Excerpt:

Acâș (Ákos, Hungarian pronunciation: ; Fürstendorf) is a commune of 2,728 inhabitants situated in Satu Mare County, Crișana, Romania. It is composed of four villages: Acâș, Ganaș (Gánás), Mihăieni (Krasznamihályfalva), and Unimăt (Újnémet, Neudorf).

The commune is located in the southern part of the county, 38 km from the county seat, Satu Mare. The river Crasna flows through Acâș village and the river Ier flows through Mihăieni village.

Acâș is crossed by national road DN19A (part of European route E81), which starts in Supur, 8.8 km to the south, goes through Satu Mare, and ends in Dorolț, at the Hungary–Romania border crossing.

Task details:
Write the next part of the passage about the commune of Acâș, starting after its last sentence.

Given data:
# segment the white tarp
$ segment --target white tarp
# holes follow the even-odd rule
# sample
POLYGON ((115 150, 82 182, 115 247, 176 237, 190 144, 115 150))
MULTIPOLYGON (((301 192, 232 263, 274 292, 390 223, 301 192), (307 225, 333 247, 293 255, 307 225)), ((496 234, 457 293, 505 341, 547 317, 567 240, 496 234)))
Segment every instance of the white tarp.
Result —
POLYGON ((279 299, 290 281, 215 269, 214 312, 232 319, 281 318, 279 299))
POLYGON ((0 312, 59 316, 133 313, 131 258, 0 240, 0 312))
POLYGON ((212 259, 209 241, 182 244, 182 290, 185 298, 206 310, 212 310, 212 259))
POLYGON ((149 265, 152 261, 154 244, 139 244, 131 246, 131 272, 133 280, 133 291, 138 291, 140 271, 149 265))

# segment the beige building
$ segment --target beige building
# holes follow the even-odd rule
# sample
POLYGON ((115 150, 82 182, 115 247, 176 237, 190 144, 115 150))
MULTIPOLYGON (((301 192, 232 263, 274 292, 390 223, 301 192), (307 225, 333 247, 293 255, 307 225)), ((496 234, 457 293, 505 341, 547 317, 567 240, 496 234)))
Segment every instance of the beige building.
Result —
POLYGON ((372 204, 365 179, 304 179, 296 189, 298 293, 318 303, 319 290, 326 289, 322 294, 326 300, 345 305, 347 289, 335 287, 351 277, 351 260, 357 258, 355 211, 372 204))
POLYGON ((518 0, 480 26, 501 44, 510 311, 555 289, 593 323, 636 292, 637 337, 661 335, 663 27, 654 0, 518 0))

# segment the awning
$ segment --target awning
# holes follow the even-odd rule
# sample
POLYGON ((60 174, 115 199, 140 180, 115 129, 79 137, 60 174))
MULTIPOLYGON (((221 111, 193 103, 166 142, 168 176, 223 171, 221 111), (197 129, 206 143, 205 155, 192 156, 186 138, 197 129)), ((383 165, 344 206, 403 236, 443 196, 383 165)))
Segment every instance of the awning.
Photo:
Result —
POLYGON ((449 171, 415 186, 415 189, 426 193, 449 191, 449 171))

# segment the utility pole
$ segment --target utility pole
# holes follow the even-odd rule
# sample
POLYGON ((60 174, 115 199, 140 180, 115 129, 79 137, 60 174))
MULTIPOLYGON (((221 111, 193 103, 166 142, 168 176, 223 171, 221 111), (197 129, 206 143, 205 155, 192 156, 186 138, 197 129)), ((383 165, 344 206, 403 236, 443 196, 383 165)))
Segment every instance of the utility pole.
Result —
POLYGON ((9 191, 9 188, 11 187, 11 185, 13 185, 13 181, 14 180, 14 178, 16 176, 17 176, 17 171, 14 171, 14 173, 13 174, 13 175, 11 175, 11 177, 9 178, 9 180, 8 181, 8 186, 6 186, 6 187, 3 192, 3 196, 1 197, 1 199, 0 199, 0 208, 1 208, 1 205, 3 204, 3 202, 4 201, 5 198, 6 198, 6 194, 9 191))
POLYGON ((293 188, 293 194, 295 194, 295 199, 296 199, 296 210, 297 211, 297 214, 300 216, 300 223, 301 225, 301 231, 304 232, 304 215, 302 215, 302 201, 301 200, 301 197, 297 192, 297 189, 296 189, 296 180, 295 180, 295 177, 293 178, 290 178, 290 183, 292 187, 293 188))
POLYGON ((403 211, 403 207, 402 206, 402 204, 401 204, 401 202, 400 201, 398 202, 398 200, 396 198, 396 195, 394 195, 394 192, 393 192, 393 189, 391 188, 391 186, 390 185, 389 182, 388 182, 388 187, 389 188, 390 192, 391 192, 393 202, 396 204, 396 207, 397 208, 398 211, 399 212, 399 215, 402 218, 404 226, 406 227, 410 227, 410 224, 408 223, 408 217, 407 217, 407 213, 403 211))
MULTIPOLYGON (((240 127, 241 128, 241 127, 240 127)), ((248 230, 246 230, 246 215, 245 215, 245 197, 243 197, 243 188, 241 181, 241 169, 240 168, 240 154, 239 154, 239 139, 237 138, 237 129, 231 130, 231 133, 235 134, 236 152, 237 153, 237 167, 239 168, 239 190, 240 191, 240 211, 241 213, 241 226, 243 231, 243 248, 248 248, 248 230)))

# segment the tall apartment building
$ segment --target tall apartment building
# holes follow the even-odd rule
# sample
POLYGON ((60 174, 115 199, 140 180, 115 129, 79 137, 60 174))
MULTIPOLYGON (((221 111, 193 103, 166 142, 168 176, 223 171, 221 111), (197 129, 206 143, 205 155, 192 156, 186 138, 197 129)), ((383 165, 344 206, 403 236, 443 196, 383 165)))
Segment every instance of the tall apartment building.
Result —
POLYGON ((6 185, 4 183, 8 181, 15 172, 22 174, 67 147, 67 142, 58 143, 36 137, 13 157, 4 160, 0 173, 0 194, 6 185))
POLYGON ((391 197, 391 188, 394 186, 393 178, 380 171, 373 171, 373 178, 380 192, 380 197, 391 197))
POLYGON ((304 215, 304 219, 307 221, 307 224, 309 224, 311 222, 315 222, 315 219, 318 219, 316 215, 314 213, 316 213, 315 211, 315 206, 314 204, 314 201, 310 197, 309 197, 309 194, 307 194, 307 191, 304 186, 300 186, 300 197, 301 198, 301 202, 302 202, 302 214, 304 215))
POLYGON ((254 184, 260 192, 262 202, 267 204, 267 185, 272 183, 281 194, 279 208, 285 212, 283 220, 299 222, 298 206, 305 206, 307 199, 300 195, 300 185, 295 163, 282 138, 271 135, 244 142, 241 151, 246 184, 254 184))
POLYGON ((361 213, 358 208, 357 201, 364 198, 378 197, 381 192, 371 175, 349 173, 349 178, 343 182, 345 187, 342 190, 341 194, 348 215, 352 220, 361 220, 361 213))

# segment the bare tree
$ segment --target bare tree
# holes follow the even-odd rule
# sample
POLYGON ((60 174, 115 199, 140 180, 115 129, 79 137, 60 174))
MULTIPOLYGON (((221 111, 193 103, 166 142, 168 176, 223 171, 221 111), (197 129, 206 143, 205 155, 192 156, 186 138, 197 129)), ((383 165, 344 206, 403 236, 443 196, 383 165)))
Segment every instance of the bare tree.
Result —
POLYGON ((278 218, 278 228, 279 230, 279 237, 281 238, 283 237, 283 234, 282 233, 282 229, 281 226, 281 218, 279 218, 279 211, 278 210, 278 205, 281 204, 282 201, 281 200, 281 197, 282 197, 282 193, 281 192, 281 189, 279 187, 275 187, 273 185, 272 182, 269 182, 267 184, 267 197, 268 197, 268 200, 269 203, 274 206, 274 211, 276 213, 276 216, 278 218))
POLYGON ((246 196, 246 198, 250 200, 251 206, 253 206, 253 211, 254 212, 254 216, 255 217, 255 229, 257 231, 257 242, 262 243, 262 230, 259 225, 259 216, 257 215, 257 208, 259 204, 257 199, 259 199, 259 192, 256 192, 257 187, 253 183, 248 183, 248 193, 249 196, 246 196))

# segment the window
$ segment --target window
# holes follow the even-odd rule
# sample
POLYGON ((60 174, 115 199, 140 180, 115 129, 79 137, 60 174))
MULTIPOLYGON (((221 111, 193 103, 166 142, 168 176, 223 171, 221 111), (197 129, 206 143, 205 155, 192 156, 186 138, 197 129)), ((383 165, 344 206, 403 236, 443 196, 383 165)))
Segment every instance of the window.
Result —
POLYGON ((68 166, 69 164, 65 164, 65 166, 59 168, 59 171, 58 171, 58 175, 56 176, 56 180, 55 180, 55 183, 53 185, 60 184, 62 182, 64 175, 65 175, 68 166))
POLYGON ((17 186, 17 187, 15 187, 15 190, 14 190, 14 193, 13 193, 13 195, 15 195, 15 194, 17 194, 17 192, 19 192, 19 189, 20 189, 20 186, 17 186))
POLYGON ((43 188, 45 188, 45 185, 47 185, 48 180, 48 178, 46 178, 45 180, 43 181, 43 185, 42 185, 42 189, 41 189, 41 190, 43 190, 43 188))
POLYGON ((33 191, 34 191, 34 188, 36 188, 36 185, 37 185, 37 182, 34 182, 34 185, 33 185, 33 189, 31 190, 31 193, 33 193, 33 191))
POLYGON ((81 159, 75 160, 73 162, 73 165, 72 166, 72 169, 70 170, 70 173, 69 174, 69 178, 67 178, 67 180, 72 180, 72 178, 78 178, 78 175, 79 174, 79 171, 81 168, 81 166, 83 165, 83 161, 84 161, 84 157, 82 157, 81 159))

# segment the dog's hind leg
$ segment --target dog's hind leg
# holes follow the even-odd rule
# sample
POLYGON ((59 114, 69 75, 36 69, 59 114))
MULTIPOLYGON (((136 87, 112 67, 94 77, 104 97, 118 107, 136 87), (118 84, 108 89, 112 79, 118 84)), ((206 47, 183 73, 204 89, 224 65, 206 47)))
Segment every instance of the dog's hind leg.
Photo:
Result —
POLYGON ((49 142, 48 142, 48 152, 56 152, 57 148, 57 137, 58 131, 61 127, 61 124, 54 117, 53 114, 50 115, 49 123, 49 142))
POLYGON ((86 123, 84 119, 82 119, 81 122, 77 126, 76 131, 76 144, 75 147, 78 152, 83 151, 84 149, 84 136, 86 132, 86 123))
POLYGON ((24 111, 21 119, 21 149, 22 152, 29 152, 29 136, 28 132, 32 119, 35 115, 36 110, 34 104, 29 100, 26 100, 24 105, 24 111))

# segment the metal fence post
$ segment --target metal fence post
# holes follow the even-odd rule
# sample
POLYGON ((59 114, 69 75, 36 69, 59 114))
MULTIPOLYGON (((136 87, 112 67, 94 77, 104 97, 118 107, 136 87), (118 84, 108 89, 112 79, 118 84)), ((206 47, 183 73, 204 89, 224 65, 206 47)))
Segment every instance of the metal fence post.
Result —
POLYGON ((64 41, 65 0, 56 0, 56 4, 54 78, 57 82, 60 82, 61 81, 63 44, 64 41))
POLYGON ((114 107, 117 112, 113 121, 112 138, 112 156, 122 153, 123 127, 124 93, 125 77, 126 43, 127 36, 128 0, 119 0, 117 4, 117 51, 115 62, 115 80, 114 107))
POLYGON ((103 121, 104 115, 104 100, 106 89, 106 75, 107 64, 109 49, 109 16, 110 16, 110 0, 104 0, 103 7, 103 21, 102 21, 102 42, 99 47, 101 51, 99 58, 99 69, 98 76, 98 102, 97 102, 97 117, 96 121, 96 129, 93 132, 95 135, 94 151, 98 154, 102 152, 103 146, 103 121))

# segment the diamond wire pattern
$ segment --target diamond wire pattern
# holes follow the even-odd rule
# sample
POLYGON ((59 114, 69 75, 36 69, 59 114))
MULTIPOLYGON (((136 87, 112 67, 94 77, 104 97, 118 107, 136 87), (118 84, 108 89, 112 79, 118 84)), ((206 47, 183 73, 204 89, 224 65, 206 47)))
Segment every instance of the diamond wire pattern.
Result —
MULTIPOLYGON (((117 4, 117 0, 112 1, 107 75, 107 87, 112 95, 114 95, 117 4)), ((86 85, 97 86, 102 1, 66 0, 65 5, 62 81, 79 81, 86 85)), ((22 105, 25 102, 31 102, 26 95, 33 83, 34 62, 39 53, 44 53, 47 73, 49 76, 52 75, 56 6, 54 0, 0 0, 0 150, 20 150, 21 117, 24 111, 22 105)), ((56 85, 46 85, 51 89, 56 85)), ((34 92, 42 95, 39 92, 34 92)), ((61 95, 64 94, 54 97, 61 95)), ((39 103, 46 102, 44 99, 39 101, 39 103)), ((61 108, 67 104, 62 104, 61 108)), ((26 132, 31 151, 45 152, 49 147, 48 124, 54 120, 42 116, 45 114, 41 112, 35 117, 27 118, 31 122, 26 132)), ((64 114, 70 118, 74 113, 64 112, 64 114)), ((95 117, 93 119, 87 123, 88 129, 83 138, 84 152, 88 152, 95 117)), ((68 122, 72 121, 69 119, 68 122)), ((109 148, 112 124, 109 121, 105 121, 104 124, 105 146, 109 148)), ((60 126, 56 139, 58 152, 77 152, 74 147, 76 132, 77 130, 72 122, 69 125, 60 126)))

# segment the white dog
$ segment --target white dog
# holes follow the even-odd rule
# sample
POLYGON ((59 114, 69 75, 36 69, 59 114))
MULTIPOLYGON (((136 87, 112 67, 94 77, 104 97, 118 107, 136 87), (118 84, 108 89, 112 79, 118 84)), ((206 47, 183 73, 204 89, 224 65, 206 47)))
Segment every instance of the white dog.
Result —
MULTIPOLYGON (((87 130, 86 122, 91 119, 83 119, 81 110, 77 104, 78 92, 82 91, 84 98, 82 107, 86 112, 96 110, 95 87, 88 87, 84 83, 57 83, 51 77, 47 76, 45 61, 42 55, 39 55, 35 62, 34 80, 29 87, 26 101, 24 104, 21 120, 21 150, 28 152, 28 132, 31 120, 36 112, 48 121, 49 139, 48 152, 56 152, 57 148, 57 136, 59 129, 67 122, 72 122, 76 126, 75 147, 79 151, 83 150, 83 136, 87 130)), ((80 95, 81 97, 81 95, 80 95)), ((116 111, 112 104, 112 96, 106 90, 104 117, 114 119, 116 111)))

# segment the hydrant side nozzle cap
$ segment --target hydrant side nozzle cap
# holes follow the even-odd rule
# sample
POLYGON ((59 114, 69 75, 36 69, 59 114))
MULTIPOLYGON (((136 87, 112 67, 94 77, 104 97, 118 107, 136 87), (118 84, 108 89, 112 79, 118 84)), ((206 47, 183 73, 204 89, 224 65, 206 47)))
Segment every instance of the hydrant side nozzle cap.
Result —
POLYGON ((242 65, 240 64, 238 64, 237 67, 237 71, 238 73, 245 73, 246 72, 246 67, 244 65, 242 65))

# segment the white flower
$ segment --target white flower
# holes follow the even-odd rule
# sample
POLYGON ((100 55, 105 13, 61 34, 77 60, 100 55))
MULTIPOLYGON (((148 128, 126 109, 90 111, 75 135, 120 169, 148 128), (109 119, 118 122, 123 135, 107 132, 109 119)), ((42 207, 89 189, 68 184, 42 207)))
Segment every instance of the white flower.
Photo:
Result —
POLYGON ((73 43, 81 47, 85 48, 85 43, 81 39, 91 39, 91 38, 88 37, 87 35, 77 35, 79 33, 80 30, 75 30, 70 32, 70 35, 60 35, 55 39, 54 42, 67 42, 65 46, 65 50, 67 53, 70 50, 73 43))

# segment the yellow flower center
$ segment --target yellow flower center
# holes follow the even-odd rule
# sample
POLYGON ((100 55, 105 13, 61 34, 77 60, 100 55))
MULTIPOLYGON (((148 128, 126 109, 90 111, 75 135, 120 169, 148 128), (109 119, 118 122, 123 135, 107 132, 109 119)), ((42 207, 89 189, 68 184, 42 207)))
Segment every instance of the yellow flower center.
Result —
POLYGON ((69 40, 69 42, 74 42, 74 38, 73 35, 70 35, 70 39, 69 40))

Answer to this task:
==Demographics==

At the 2002 census, Acâș had 2,859 inhabitants; of those, 55.7% were Hungarians, 22% Romanians, 22% Roma, and 0.3% Germans. According to mother tongue, 77.5% of the population spoke Hungarian, while 22.3% spoke Romanian as their first language.

At the 2011 census, the commune had a population of 2,827, of which 43.23% were Hungarians, 26.85% Roma, and 26.81% Romanians. At the 2021 census, the population had decreased to 2,728; of those, 40.65% were Roma, 32.18% Hungarians, and 21.66% Romanians.